* **DESCRIPTION OF THE TASK**: Quote all entries in full, exactly.

* **MATERIAL TO PROCESS**:
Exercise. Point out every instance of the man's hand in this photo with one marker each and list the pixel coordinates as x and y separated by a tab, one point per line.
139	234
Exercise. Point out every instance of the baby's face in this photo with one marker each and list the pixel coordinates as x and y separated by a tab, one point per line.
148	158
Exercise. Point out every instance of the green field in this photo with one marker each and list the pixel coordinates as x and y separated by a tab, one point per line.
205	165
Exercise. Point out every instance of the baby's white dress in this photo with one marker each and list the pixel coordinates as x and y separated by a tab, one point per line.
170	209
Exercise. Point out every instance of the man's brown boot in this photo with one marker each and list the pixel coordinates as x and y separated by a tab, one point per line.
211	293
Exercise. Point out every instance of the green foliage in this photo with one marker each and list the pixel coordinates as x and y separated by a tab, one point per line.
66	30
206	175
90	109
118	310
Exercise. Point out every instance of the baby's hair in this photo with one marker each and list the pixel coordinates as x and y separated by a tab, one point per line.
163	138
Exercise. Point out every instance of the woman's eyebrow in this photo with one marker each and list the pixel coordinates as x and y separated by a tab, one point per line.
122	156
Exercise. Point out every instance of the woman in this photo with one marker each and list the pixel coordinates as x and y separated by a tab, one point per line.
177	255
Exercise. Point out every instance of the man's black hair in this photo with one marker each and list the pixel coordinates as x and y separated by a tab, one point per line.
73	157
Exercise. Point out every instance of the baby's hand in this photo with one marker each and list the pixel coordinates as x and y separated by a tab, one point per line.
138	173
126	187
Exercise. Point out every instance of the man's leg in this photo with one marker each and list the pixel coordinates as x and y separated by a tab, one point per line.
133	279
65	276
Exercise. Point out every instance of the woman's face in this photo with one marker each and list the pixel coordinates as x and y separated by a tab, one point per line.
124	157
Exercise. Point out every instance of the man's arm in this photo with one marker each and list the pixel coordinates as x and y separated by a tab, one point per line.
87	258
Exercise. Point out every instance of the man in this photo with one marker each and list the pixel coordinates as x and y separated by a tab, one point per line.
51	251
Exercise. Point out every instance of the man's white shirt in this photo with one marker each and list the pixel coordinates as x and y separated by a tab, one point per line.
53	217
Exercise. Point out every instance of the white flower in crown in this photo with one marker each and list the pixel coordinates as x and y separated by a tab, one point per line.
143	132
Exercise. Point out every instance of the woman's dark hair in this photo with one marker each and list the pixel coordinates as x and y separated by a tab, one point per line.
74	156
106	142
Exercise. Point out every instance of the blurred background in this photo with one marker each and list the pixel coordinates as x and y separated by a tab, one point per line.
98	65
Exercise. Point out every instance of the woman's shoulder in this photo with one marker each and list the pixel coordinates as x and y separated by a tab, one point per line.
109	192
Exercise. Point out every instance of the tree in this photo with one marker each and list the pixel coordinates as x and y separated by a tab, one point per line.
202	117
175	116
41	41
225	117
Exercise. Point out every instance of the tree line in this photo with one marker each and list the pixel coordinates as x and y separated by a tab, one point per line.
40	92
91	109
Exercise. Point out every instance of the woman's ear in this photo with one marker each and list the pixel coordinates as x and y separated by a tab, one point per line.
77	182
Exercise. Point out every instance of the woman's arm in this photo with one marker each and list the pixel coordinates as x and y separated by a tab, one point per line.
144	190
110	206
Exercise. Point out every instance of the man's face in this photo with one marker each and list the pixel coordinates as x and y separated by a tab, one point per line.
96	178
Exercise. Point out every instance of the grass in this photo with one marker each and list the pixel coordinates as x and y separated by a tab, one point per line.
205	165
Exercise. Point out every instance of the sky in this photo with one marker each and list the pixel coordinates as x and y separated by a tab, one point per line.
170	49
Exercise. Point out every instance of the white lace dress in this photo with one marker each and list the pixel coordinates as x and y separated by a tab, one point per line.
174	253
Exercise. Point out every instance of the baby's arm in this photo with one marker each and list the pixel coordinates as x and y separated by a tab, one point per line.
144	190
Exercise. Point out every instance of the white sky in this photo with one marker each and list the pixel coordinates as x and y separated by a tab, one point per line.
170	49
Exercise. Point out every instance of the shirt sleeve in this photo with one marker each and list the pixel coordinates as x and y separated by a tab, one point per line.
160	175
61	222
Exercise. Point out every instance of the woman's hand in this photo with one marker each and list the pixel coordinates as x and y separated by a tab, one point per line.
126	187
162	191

* **EXERCISE SOLUTION**:
Exercise. Point out every instance of the man's hand in this photo with one marker each and list the pixel coordinates as x and y separated by a tab, one point per line.
139	234
Exercise. Point out every instance of the baby's face in this photo with one marker each and list the pixel coordinates as x and y separated by a tab, one point per line.
148	158
Exercise. Point out every instance of the green field in this photo with one marker each and list the pixel coordinates as x and y separated by a tab, one point per line.
205	165
Exercise. Point out every instance of the baby's white dress in this photo with one marker each and list the pixel coordinates as x and y separated by a tab, one point per line.
170	209
Exercise. Point out every instance of the man's brown boot in this photo with one marker each and list the pixel coordinates as x and y separated by a tab, one point per line.
211	293
Exercise. Point out every instance of the green foliage in this photo with one marker each and list the pixel coordinates as x and y separated by a tab, one point per line.
66	30
206	175
90	109
118	310
Exercise. Point out every instance of the baby's hair in this photo with one marker each and list the pixel coordinates as x and y separated by a tab, one point per line.
163	138
Exercise. Point out every instance of the woman's eyebrow in this photo with one marker each and list the pixel coordinates as x and y separated by a tab, one point per line.
122	156
Exercise. Point out every instance of the woman in this photo with one marker each and list the pixel coordinates as x and y separated by a tab, one point per line.
177	255
Exercise. Point out every instance of the man's black hair in this photo with one marker each and list the pixel coordinates as x and y separated by a tab, one point per line.
73	157
Exercise. Point out every instance of the baby's hand in this photo with one marker each and list the pixel coordinates as x and y separated by a tab, one point per line.
138	173
126	187
Exercise. Point out every instance of the man's leg in this photo with one marker each and list the pixel coordinates as x and y separated by a tab, one point per line.
133	279
65	276
Exercise. Point out every instance of the woman's face in this photo with one marker each and list the pixel coordinates as x and y separated by a tab, one point per line.
124	157
Exercise. Point out every instance of the man's arm in this photo with one marker each and list the pixel coordinates as x and y separated by a tab, one point per line.
87	258
Exercise. Point out every instance of the man in this photo with one marker each and list the pixel coordinates as x and y separated by a tab, one point per line.
51	251
Exercise. Point out every instance of the man's white shirt in this photo with one marker each and list the pixel coordinates as x and y separated by a tab, one point per line.
53	217
Exercise. Point out every instance of the white flower in crown in this photo with one marker each and list the pixel coordinates as x and y separated by a tab, one point per line.
143	132
Exercise. Point out every instance of the woman's dark hair in this photo with one marker each and list the pixel coordinates as x and y separated by a tab, one point per line.
74	156
106	142
Exercise. Point out every instance of the blurred background in this photo with one marker each and list the pixel coordinates as x and y separated by a tab, one point per line.
98	65
Exercise. Point out every instance of the woman's shoulder in this photo with one marker each and list the pixel coordinates as x and y separated by a tab, one point per line.
109	192
Exercise. Point out every instance of the tree in this photo with one marker each and list the pixel coordinates as x and y separated by a tab, one point per line.
202	117
175	116
41	41
225	117
Exercise. Point out every instance of the tree line in this photo with one marker each and list the pixel coordinates as x and y separated by a tab, one point per line.
40	92
91	109
Exercise. Point out every instance of the woman's ear in this photo with one marker each and list the pixel coordinates as x and y separated by a tab, one point per line.
77	182
Exercise. Point out every instance of the woman's arm in this photo with one marker each and list the pixel coordinates as x and y separated by a tab, one point per line.
144	190
110	206
Exercise. Point out every instance of the man's face in this photo with one marker each and list the pixel coordinates as x and y separated by a tab, one point per line.
96	178
Exercise. Point out every instance of the grass in this photo with one marker each and list the pixel coordinates as x and y separated by a tab, one point per line.
205	165
Exercise. Point out every instance of the sky in this photo with one marker each and list the pixel coordinates as x and y separated by a tab, one point per line.
170	49
Exercise. Point out every instance of the white lace dress in this photo with one marker each and list the pixel coordinates as x and y separated by a tab, one point per line.
174	253
Exercise. Point out every instance of the baby's arm in this photo with one marker each and list the pixel coordinates as x and y separated by a tab, one point per line.
144	190
Exercise. Point out every instance of the white sky in this photo with one marker each and list the pixel coordinates as x and y separated by a tab, one point per line.
170	49
Exercise. Point out every instance of the shirt sleeve in this photo with one marker each and list the pixel coordinates as x and y separated by a tab, one point per line.
160	175
61	222
Exercise. Point out every instance of the woman's hand in this photo with one marker each and list the pixel coordinates as x and y separated by a tab, one point per line.
126	187
162	191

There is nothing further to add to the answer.